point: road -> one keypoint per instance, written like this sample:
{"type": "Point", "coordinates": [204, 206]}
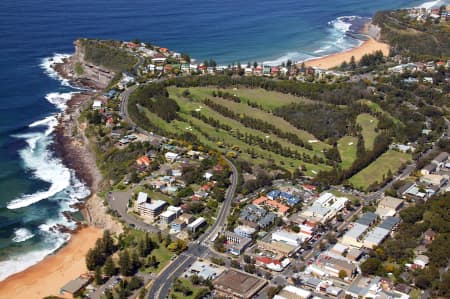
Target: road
{"type": "Point", "coordinates": [161, 286]}
{"type": "Point", "coordinates": [118, 201]}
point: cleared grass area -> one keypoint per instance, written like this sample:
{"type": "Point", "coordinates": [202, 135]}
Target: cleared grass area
{"type": "Point", "coordinates": [162, 255]}
{"type": "Point", "coordinates": [390, 160]}
{"type": "Point", "coordinates": [187, 106]}
{"type": "Point", "coordinates": [242, 108]}
{"type": "Point", "coordinates": [347, 150]}
{"type": "Point", "coordinates": [368, 124]}
{"type": "Point", "coordinates": [376, 108]}
{"type": "Point", "coordinates": [269, 100]}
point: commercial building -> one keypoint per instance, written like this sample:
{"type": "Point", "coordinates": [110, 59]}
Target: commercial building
{"type": "Point", "coordinates": [167, 217]}
{"type": "Point", "coordinates": [194, 226]}
{"type": "Point", "coordinates": [289, 238]}
{"type": "Point", "coordinates": [389, 206]}
{"type": "Point", "coordinates": [74, 288]}
{"type": "Point", "coordinates": [151, 210]}
{"type": "Point", "coordinates": [245, 231]}
{"type": "Point", "coordinates": [291, 292]}
{"type": "Point", "coordinates": [236, 244]}
{"type": "Point", "coordinates": [178, 225]}
{"type": "Point", "coordinates": [354, 236]}
{"type": "Point", "coordinates": [237, 284]}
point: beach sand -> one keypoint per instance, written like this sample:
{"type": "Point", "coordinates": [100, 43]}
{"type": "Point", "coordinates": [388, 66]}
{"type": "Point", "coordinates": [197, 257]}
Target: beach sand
{"type": "Point", "coordinates": [47, 277]}
{"type": "Point", "coordinates": [367, 47]}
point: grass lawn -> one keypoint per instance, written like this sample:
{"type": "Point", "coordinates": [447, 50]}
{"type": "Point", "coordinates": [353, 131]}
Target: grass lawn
{"type": "Point", "coordinates": [390, 160]}
{"type": "Point", "coordinates": [196, 290]}
{"type": "Point", "coordinates": [187, 107]}
{"type": "Point", "coordinates": [376, 108]}
{"type": "Point", "coordinates": [269, 100]}
{"type": "Point", "coordinates": [163, 256]}
{"type": "Point", "coordinates": [347, 150]}
{"type": "Point", "coordinates": [368, 124]}
{"type": "Point", "coordinates": [352, 198]}
{"type": "Point", "coordinates": [199, 94]}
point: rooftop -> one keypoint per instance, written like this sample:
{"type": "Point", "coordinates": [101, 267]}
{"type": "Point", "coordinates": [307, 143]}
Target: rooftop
{"type": "Point", "coordinates": [232, 281]}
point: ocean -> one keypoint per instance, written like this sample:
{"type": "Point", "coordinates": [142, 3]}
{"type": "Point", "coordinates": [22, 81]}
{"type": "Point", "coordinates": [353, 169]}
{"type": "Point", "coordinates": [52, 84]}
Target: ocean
{"type": "Point", "coordinates": [35, 187]}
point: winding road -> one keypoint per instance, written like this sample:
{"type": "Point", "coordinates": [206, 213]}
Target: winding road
{"type": "Point", "coordinates": [161, 285]}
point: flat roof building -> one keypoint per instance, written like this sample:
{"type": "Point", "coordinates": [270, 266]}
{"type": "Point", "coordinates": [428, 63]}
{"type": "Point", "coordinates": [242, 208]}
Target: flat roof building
{"type": "Point", "coordinates": [151, 210]}
{"type": "Point", "coordinates": [74, 287]}
{"type": "Point", "coordinates": [237, 284]}
{"type": "Point", "coordinates": [196, 224]}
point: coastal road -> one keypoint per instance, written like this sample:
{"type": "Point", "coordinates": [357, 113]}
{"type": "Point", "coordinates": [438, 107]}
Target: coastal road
{"type": "Point", "coordinates": [161, 286]}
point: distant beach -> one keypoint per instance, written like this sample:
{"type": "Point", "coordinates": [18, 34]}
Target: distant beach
{"type": "Point", "coordinates": [48, 276]}
{"type": "Point", "coordinates": [367, 47]}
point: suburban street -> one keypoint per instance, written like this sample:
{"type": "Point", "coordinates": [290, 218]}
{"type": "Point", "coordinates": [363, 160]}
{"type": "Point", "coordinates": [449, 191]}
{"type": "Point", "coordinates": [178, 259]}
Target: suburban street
{"type": "Point", "coordinates": [160, 287]}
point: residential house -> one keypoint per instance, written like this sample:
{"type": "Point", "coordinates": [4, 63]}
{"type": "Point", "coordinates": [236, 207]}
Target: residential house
{"type": "Point", "coordinates": [236, 244]}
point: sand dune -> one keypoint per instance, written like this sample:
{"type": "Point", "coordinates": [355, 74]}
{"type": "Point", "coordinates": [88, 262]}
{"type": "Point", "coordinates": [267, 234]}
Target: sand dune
{"type": "Point", "coordinates": [47, 277]}
{"type": "Point", "coordinates": [334, 60]}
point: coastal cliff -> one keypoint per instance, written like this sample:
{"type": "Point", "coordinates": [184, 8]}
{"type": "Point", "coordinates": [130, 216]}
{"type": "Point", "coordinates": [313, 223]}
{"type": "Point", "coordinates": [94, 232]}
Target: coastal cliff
{"type": "Point", "coordinates": [71, 143]}
{"type": "Point", "coordinates": [82, 72]}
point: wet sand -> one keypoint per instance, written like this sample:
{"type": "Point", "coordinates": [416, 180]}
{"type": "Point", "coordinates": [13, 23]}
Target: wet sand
{"type": "Point", "coordinates": [48, 276]}
{"type": "Point", "coordinates": [367, 47]}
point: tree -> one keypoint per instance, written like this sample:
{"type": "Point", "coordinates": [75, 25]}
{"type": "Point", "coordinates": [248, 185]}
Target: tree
{"type": "Point", "coordinates": [110, 268]}
{"type": "Point", "coordinates": [108, 294]}
{"type": "Point", "coordinates": [98, 276]}
{"type": "Point", "coordinates": [352, 63]}
{"type": "Point", "coordinates": [91, 262]}
{"type": "Point", "coordinates": [370, 266]}
{"type": "Point", "coordinates": [125, 263]}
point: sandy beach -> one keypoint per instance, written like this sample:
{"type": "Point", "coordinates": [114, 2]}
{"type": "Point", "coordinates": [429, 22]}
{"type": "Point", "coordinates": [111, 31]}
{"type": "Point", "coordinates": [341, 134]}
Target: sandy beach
{"type": "Point", "coordinates": [48, 276]}
{"type": "Point", "coordinates": [367, 47]}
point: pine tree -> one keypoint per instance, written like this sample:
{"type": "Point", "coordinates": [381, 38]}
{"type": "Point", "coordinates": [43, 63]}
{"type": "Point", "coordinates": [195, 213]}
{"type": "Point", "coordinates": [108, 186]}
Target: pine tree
{"type": "Point", "coordinates": [110, 268]}
{"type": "Point", "coordinates": [98, 276]}
{"type": "Point", "coordinates": [91, 259]}
{"type": "Point", "coordinates": [108, 243]}
{"type": "Point", "coordinates": [125, 263]}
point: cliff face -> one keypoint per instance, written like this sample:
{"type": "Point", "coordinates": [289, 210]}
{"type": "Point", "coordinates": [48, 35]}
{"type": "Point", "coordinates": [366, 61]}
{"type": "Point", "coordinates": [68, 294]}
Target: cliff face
{"type": "Point", "coordinates": [84, 73]}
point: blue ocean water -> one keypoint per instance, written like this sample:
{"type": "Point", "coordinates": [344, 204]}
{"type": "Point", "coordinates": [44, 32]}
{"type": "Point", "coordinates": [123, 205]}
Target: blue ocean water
{"type": "Point", "coordinates": [34, 185]}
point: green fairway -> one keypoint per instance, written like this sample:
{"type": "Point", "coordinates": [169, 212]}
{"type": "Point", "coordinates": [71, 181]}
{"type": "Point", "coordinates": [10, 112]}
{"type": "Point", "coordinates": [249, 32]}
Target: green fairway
{"type": "Point", "coordinates": [268, 100]}
{"type": "Point", "coordinates": [368, 124]}
{"type": "Point", "coordinates": [242, 108]}
{"type": "Point", "coordinates": [347, 150]}
{"type": "Point", "coordinates": [391, 160]}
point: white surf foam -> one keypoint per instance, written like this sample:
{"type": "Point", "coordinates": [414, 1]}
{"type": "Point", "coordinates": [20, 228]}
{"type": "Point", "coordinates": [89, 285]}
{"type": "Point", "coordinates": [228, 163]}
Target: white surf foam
{"type": "Point", "coordinates": [65, 188]}
{"type": "Point", "coordinates": [22, 234]}
{"type": "Point", "coordinates": [59, 99]}
{"type": "Point", "coordinates": [38, 159]}
{"type": "Point", "coordinates": [336, 41]}
{"type": "Point", "coordinates": [431, 4]}
{"type": "Point", "coordinates": [15, 264]}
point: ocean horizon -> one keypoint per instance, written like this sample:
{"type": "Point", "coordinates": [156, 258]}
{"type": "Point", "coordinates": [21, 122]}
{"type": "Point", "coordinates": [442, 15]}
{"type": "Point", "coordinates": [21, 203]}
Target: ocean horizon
{"type": "Point", "coordinates": [35, 186]}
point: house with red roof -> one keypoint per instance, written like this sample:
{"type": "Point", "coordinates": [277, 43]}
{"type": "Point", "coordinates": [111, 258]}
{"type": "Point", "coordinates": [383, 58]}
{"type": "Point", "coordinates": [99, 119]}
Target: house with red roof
{"type": "Point", "coordinates": [143, 161]}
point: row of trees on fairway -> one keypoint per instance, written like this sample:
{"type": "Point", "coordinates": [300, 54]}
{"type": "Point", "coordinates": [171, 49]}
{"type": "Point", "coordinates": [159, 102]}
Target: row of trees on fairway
{"type": "Point", "coordinates": [364, 158]}
{"type": "Point", "coordinates": [255, 123]}
{"type": "Point", "coordinates": [133, 253]}
{"type": "Point", "coordinates": [263, 143]}
{"type": "Point", "coordinates": [323, 120]}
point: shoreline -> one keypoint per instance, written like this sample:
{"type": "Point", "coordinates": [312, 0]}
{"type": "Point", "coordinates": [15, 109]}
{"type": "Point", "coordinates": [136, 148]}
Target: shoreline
{"type": "Point", "coordinates": [54, 271]}
{"type": "Point", "coordinates": [368, 46]}
{"type": "Point", "coordinates": [68, 262]}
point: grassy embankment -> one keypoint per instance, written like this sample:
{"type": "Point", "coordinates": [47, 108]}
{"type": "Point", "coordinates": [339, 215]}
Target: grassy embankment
{"type": "Point", "coordinates": [389, 161]}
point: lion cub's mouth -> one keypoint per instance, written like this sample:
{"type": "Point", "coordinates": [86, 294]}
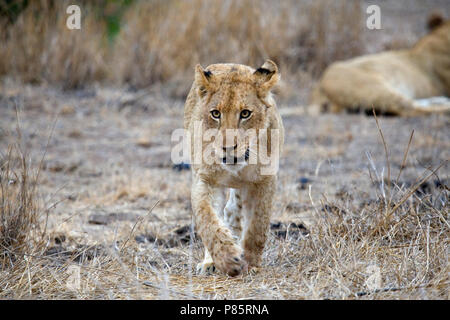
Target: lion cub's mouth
{"type": "Point", "coordinates": [236, 160]}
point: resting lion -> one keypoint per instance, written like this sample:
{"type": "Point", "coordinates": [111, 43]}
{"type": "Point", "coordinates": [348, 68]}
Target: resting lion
{"type": "Point", "coordinates": [393, 82]}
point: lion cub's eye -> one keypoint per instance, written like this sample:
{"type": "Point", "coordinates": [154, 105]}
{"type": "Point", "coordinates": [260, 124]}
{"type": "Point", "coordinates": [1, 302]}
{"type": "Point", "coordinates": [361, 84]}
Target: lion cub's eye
{"type": "Point", "coordinates": [215, 114]}
{"type": "Point", "coordinates": [245, 114]}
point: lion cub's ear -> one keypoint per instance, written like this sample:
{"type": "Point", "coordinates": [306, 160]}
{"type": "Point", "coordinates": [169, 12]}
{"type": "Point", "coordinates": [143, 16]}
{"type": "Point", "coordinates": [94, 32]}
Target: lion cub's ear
{"type": "Point", "coordinates": [203, 79]}
{"type": "Point", "coordinates": [266, 77]}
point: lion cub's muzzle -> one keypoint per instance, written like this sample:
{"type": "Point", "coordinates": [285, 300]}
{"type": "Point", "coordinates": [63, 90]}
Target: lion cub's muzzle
{"type": "Point", "coordinates": [231, 157]}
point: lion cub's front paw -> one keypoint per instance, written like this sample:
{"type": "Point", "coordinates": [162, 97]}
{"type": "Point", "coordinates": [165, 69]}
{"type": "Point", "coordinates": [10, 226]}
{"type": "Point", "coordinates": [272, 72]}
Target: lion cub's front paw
{"type": "Point", "coordinates": [231, 261]}
{"type": "Point", "coordinates": [206, 267]}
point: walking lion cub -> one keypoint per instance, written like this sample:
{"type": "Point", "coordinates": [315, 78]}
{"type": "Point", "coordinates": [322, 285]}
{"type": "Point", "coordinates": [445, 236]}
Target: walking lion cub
{"type": "Point", "coordinates": [236, 139]}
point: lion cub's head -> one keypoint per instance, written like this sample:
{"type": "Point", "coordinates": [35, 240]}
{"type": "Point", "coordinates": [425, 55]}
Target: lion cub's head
{"type": "Point", "coordinates": [235, 100]}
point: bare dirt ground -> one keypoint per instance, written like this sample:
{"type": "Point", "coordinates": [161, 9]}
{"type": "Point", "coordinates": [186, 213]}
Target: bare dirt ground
{"type": "Point", "coordinates": [119, 209]}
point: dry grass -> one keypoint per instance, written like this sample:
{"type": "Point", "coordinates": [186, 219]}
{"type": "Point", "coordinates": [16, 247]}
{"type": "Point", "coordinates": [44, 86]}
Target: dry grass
{"type": "Point", "coordinates": [161, 41]}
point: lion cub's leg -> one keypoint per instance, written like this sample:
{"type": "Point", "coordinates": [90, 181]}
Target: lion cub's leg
{"type": "Point", "coordinates": [233, 214]}
{"type": "Point", "coordinates": [218, 202]}
{"type": "Point", "coordinates": [216, 237]}
{"type": "Point", "coordinates": [257, 211]}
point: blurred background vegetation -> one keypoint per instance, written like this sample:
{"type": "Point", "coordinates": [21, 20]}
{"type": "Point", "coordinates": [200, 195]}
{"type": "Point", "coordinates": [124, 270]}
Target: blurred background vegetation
{"type": "Point", "coordinates": [141, 43]}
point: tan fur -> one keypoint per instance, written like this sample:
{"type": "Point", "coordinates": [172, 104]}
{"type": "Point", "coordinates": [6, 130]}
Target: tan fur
{"type": "Point", "coordinates": [233, 232]}
{"type": "Point", "coordinates": [392, 81]}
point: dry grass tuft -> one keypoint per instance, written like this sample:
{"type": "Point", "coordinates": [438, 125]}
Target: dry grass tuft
{"type": "Point", "coordinates": [19, 210]}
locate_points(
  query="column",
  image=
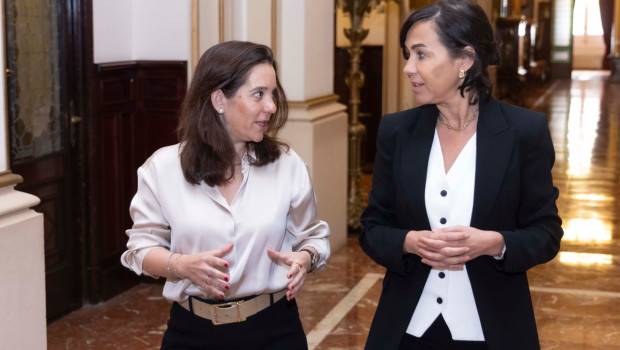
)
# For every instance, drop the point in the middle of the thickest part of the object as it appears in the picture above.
(317, 125)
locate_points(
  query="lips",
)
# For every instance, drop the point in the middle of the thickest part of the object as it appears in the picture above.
(416, 86)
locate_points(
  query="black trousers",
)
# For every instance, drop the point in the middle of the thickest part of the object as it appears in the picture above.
(438, 337)
(277, 327)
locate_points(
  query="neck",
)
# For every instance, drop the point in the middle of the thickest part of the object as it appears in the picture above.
(459, 120)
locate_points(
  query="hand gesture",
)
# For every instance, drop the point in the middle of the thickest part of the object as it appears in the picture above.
(299, 263)
(207, 270)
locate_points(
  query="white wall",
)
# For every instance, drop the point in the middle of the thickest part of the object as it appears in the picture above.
(4, 151)
(307, 25)
(588, 52)
(126, 30)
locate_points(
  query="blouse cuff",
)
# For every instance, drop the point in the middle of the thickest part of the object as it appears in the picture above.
(501, 256)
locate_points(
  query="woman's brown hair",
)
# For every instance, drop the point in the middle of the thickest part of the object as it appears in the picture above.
(207, 152)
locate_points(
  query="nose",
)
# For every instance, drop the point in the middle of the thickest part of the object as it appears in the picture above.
(409, 67)
(270, 105)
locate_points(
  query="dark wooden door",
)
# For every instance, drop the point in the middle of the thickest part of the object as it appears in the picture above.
(134, 112)
(41, 54)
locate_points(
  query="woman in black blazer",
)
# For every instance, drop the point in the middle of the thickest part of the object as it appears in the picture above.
(462, 201)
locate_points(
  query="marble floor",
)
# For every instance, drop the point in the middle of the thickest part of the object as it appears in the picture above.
(576, 296)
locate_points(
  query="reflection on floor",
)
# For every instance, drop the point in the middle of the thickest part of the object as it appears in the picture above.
(576, 296)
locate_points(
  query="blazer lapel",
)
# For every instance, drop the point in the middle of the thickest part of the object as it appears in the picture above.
(495, 146)
(416, 148)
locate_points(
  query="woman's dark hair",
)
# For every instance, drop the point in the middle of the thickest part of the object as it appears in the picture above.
(461, 23)
(207, 151)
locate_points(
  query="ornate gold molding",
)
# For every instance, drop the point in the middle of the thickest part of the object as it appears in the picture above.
(313, 102)
(9, 179)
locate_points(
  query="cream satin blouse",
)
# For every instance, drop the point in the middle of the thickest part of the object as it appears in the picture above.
──────
Try it: Search the preceding listing for "blazer" and extract every line where it is found.

Response area:
  query="woman in black blazer",
  query="blazer lapel",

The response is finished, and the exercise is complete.